Blocco di testo »
L'ALTRO CAPPELLO |
Giugno 2002 |
La giornata del 6 aprile la passo per vias et aquas con Toni
Sarti ed Angelo Greppi in giro per i
cantieri. Sono arrivati in mattinata da Milano per assistere, in qualità di
responsabili della Protezione Civile ANA, ai vari interventi. I due sono
favorevolmente impressionati dalla logistica del campo base e
dall’organizzazione complessiva nei cantieri, ma, girando per i nostri
paesi, rimangono anche ammagliati dalla bellezza delle nostre colline, dal
paesaggio che circonda l’imponente castello di San Salvatore, da quel
suggestivo ed unico quadretto che è il Mulinet
de la croda e, non ultimo, dall’atmosfera tipicamente alpina di alcune
sedi.

Dati estratti »

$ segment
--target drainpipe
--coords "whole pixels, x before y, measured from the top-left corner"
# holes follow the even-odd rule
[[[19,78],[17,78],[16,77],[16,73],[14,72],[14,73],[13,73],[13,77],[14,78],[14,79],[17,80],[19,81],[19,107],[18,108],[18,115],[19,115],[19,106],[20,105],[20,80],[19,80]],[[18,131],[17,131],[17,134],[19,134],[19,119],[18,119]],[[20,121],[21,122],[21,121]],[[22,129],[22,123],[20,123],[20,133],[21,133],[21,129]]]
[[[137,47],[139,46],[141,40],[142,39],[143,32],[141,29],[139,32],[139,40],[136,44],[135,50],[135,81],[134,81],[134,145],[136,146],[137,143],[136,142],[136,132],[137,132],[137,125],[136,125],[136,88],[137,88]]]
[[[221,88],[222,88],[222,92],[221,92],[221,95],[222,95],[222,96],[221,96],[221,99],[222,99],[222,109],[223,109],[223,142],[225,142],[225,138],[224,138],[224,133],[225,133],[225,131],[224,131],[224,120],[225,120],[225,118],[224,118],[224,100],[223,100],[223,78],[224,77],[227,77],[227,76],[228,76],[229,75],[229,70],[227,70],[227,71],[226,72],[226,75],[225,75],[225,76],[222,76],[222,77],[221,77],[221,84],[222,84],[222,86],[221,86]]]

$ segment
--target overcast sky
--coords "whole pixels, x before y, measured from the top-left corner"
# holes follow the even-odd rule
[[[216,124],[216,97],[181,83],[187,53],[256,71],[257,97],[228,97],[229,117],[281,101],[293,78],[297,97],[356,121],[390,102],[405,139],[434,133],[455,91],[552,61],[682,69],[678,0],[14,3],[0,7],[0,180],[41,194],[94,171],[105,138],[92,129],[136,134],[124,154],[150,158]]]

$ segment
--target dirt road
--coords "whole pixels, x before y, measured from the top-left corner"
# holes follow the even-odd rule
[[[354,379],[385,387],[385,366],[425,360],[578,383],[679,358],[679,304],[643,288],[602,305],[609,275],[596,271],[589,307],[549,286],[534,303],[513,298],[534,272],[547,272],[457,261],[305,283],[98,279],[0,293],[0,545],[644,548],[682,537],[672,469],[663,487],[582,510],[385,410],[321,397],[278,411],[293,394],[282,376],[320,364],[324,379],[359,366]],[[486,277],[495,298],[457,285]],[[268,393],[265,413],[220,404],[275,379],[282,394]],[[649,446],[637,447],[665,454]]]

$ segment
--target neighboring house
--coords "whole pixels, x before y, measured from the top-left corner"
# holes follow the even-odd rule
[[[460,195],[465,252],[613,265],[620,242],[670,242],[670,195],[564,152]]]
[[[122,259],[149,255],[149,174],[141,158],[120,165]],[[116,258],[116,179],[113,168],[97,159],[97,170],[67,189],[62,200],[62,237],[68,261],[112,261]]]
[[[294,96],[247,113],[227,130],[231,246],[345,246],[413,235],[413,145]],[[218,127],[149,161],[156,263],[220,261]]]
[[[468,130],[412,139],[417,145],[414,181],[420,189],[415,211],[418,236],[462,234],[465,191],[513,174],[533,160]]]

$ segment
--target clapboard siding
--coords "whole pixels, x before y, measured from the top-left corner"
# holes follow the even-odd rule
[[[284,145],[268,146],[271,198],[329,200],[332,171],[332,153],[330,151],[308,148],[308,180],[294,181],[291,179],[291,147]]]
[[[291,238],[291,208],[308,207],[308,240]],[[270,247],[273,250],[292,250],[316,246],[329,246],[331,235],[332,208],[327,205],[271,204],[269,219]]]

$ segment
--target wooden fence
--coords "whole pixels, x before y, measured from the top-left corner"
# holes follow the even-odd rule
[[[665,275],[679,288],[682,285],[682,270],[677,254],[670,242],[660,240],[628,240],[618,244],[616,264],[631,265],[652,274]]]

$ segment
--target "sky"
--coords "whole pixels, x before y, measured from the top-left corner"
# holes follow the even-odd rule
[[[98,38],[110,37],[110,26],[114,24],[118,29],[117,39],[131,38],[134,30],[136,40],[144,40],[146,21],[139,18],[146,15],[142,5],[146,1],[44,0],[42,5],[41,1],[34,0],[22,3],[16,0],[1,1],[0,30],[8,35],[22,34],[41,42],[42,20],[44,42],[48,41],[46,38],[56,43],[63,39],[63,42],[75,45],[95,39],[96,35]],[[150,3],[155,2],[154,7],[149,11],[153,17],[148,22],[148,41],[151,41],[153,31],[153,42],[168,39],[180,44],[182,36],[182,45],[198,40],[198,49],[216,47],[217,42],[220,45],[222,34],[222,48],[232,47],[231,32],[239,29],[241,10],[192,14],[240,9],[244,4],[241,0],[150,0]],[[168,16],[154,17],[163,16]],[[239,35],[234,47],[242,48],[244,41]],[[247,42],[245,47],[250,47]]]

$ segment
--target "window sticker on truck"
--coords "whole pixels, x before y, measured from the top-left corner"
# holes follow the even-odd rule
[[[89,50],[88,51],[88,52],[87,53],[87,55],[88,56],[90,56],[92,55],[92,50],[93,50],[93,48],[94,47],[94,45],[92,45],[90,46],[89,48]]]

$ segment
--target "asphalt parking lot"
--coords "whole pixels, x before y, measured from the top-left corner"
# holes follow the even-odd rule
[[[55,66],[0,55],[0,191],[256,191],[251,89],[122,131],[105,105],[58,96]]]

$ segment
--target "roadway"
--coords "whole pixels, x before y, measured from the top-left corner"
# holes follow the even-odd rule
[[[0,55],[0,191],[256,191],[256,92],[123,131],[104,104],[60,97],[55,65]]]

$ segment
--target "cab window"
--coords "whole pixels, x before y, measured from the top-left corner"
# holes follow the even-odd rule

Obiettivo » Trascrivi integralmente il testo sulla visita ai cantieri, senza cambiare nulla. Le voci non hanno alcun legame con il testo.

Risposta »
L'ALTRO CAPPELLO |
Giugno 2002 |
La giornata del 6 aprile la passo per vias et aquas con Toni
Sarti ed Angelo Greppi in giro per i
cantieri. Sono arrivati in mattinata da Milano per assistere, in qualità di
responsabili della Protezione Civile ANA, ai vari interventi. I due sono
favorevolmente impressionati dalla logistica del campo base e
dall’organizzazione complessiva nei cantieri, ma, girando per i nostri
paesi, rimangono anche ammagliati dalla bellezza delle nostre colline, dal
paesaggio che circonda l’imponente castello di San Salvatore, da quel
suggestivo ed unico quadretto che è il Mulinet
de la croda e, non ultimo, dall’atmosfera tipicamente alpina di alcune
sedi.